→ **REQUIREMENTS**: Copy every line of the data below verbatim, with nothing added, dropped, or changed.

→ **GIVEN INFORMATION**:
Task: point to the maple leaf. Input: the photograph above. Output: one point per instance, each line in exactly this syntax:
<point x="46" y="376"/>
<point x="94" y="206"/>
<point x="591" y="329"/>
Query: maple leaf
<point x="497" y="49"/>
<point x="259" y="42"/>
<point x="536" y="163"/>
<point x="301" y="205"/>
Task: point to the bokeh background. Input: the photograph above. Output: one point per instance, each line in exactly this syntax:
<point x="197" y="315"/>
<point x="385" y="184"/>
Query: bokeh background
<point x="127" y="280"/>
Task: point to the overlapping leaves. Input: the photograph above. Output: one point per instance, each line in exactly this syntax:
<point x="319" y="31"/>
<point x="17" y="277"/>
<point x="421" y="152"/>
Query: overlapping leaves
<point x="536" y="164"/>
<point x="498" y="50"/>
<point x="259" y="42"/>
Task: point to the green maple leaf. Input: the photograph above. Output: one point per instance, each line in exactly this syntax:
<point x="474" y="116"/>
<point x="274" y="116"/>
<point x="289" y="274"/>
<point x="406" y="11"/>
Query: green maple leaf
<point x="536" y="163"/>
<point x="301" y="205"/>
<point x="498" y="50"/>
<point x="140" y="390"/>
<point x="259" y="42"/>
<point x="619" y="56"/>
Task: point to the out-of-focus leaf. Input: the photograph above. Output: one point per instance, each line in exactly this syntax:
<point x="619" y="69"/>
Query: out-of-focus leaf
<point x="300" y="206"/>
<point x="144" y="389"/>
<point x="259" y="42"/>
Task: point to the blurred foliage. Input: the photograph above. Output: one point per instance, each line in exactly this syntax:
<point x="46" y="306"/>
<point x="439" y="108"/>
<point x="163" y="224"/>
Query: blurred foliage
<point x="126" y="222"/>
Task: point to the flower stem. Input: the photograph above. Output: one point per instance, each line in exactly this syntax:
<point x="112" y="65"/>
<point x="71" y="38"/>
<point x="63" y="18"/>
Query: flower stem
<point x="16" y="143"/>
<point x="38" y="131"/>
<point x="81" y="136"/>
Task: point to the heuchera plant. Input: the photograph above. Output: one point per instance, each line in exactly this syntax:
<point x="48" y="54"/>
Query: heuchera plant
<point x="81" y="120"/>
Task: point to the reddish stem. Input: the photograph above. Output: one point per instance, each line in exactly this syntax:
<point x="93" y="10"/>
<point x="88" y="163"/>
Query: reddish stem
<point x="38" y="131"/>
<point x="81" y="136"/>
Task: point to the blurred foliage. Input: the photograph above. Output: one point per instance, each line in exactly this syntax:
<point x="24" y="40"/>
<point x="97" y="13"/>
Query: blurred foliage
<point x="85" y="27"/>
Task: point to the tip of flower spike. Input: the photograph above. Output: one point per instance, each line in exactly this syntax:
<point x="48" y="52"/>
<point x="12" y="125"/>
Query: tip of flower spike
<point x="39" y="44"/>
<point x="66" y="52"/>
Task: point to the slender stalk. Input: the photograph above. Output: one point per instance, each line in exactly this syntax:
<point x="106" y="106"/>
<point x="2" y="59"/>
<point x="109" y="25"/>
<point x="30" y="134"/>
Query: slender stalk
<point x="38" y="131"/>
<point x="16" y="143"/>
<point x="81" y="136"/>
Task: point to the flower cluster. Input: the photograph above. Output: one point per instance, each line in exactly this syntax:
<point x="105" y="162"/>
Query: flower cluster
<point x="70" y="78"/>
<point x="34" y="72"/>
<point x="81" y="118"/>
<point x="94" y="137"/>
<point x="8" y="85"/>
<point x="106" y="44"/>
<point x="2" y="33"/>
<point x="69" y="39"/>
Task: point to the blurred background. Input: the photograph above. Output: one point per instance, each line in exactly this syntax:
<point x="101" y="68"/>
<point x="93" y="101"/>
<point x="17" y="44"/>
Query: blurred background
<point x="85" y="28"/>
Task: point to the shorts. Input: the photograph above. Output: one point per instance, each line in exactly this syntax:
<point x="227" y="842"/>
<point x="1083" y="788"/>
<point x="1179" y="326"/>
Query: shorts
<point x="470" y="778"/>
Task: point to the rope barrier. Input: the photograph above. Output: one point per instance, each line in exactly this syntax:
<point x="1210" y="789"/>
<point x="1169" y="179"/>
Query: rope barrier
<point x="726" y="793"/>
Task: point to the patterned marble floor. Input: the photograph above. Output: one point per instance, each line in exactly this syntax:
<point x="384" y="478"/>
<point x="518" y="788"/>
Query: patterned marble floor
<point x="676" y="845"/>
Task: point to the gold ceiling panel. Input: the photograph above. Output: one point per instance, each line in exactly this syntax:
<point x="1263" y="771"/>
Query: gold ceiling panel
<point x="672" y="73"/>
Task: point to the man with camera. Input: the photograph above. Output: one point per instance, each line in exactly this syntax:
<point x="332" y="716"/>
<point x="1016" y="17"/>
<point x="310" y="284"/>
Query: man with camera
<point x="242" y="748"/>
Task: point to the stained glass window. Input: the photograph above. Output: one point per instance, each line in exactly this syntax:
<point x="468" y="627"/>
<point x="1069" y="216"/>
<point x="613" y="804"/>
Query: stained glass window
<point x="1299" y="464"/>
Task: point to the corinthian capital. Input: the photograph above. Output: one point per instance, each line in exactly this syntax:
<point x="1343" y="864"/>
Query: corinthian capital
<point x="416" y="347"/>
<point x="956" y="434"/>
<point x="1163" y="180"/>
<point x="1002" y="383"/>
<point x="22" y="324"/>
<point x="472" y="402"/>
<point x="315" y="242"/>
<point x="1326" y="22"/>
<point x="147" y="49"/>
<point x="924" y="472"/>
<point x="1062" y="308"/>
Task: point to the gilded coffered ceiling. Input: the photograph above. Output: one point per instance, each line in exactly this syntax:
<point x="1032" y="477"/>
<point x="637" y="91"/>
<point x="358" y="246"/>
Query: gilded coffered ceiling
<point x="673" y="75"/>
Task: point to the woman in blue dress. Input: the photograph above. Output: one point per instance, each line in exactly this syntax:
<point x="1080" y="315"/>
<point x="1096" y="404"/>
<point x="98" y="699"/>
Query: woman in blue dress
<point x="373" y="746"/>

→ **OUTPUT BELOW**:
Task: point to the maple leaf. Input: the photograph above. Output: one point per instance, each line in exactly this syntax:
<point x="46" y="376"/>
<point x="94" y="206"/>
<point x="591" y="329"/>
Query: maple leaf
<point x="497" y="49"/>
<point x="259" y="42"/>
<point x="536" y="163"/>
<point x="301" y="205"/>
Task: point to the bokeh background. Input: the photograph above. Output: one point per instance, each line in exactly this syntax:
<point x="197" y="315"/>
<point x="385" y="184"/>
Query: bokeh background
<point x="127" y="280"/>
Task: point to the overlapping leaves. Input: the photograph above. Output: one point per instance, each line in exactly this syntax:
<point x="319" y="31"/>
<point x="17" y="277"/>
<point x="421" y="152"/>
Query: overlapping leaves
<point x="536" y="164"/>
<point x="498" y="50"/>
<point x="259" y="42"/>
Task: point to the green maple leaf. Input: the photograph above. Output: one point per instance, each line in exactly this syntax:
<point x="474" y="116"/>
<point x="274" y="116"/>
<point x="289" y="274"/>
<point x="406" y="11"/>
Query: green maple leaf
<point x="536" y="163"/>
<point x="301" y="205"/>
<point x="498" y="50"/>
<point x="140" y="390"/>
<point x="259" y="42"/>
<point x="619" y="56"/>
Task: point to the out-of-focus leaf. Input: the photograph above. Output: one point per instance, each line in exactly this syntax:
<point x="619" y="69"/>
Query: out-of-focus leaf
<point x="300" y="206"/>
<point x="144" y="389"/>
<point x="259" y="42"/>
Task: point to the blurred foliage. Input: the photograph above. Output: one point per instance, each line in exactly this syntax:
<point x="46" y="306"/>
<point x="439" y="108"/>
<point x="163" y="224"/>
Query: blurred foliage
<point x="126" y="222"/>
Task: point to the flower stem. Input: the photograph above. Output: one point per instance, each line in exactly this syntax:
<point x="112" y="65"/>
<point x="71" y="38"/>
<point x="63" y="18"/>
Query: flower stem
<point x="16" y="143"/>
<point x="38" y="131"/>
<point x="81" y="136"/>
Task: point to the heuchera plant. Input: the photograph above. Output: one point per instance, each line in exactly this syntax:
<point x="48" y="54"/>
Query: heuchera plant
<point x="81" y="120"/>
Task: point to the reddish stem. Input: the photograph above. Output: one point per instance, each line in exactly this syntax:
<point x="93" y="10"/>
<point x="88" y="163"/>
Query: reddish stem
<point x="38" y="131"/>
<point x="81" y="136"/>
Task: point to the blurred foliage. Input: the photograph above. Output: one point per instance, each line in exactly this syntax:
<point x="24" y="40"/>
<point x="97" y="13"/>
Query: blurred foliage
<point x="85" y="27"/>
Task: point to the tip of flower spike. Input: the photograph above. Output: one point per instance, each line in exactly this syntax:
<point x="48" y="52"/>
<point x="12" y="125"/>
Query: tip of flower spike
<point x="39" y="44"/>
<point x="66" y="52"/>
Task: point to the slender stalk. Input: the photograph above. Output: one point per instance, each line in exactly this syntax:
<point x="106" y="106"/>
<point x="2" y="59"/>
<point x="109" y="25"/>
<point x="30" y="134"/>
Query: slender stalk
<point x="38" y="131"/>
<point x="16" y="143"/>
<point x="81" y="136"/>
Task: point to the flower cluster. Input: the photograph above. Output: one point per instance, each line in exactly this syntax:
<point x="105" y="162"/>
Query: flower cluster
<point x="70" y="78"/>
<point x="34" y="72"/>
<point x="81" y="118"/>
<point x="94" y="137"/>
<point x="8" y="85"/>
<point x="106" y="44"/>
<point x="2" y="33"/>
<point x="69" y="39"/>
Task: point to the blurred background. Input: the photograph above. Output: one point per instance, each line in exactly this syntax:
<point x="101" y="68"/>
<point x="93" y="101"/>
<point x="17" y="44"/>
Query: blurred background
<point x="85" y="28"/>
Task: point to the shorts. Input: the photograph above. Output: one point per instance, each line in exactly this syntax:
<point x="227" y="842"/>
<point x="1083" y="788"/>
<point x="1179" y="326"/>
Query: shorts
<point x="470" y="778"/>
Task: point to the rope barrier. Input: the photograph above. Output: one point per instance, each line in exactly this syntax:
<point x="1210" y="789"/>
<point x="1169" y="179"/>
Query: rope barrier
<point x="726" y="793"/>
Task: point to the patterned marble floor. Input: the photograph above. Output: one point per instance, each line in exactly this syntax:
<point x="384" y="478"/>
<point x="518" y="788"/>
Query: patterned marble floor
<point x="676" y="845"/>
Task: point to the gold ceiling panel. Input: the photograph above. Output: one point per instance, each line in exactly this syntax:
<point x="1263" y="771"/>
Query: gold ceiling panel
<point x="672" y="73"/>
Task: point to the man with camera. Input: the photograph above. Output: one point per instance, each line in exactly this syntax:
<point x="332" y="716"/>
<point x="1016" y="17"/>
<point x="310" y="284"/>
Query: man with camera
<point x="242" y="748"/>
Task: point to the stained glass window. Input: the photograph above. Output: one point per instance, each line in exactly this syntax:
<point x="468" y="627"/>
<point x="1069" y="216"/>
<point x="613" y="804"/>
Query: stained glass window
<point x="1299" y="464"/>
Task: point to the corinthian capital. Input: the photograph above. Output: one point per instance, each line in exactly this syntax:
<point x="1343" y="864"/>
Query: corinthian capital
<point x="416" y="347"/>
<point x="956" y="434"/>
<point x="1163" y="180"/>
<point x="1002" y="383"/>
<point x="22" y="324"/>
<point x="472" y="402"/>
<point x="315" y="242"/>
<point x="1326" y="22"/>
<point x="147" y="49"/>
<point x="924" y="472"/>
<point x="1062" y="308"/>
Task: point to the gilded coffered ceiling. Input: the photograph above. Output: one point per instance, each line in exactly this syntax:
<point x="1032" y="477"/>
<point x="637" y="91"/>
<point x="358" y="246"/>
Query: gilded coffered ceiling
<point x="673" y="75"/>
Task: point to the woman in blue dress. Input: the photograph above. Output: one point per instance, each line in exactly this syntax:
<point x="1080" y="315"/>
<point x="1096" y="404"/>
<point x="98" y="699"/>
Query: woman in blue dress
<point x="373" y="746"/>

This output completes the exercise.